To do: Would you please repeat exactly the lines from the one containing "Each point like <point>277,651</point>." to the end of the records, both included, and leave out the rest?
*** Opening of Given records ***
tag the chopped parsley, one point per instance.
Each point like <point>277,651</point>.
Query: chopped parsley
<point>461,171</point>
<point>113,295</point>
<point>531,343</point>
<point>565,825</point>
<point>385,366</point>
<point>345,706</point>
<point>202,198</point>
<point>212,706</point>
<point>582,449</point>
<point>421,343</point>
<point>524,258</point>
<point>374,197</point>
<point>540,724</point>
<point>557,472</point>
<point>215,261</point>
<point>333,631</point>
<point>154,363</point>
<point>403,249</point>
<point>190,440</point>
*** Close of Given records ***
Task output:
Each point like <point>277,651</point>.
Query: chopped parsley
<point>461,171</point>
<point>113,295</point>
<point>531,343</point>
<point>565,825</point>
<point>385,366</point>
<point>345,706</point>
<point>202,198</point>
<point>212,706</point>
<point>582,449</point>
<point>421,343</point>
<point>524,258</point>
<point>374,197</point>
<point>540,724</point>
<point>557,472</point>
<point>215,261</point>
<point>333,631</point>
<point>154,363</point>
<point>403,249</point>
<point>190,440</point>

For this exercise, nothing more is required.